Dataset records about object locations:
========

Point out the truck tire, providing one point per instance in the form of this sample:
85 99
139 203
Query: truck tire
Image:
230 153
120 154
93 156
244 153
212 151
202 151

========

* [WRITTEN TASK] Rewrite all the records with every occurrence of "truck tire" swapped for "wheel", keeping everything else the same.

* [TASK OUTPUT]
Point out the wheel, providing one point per instance in the form of this sample:
85 99
139 203
Query: wheel
Image:
230 153
120 154
93 156
244 153
212 151
202 151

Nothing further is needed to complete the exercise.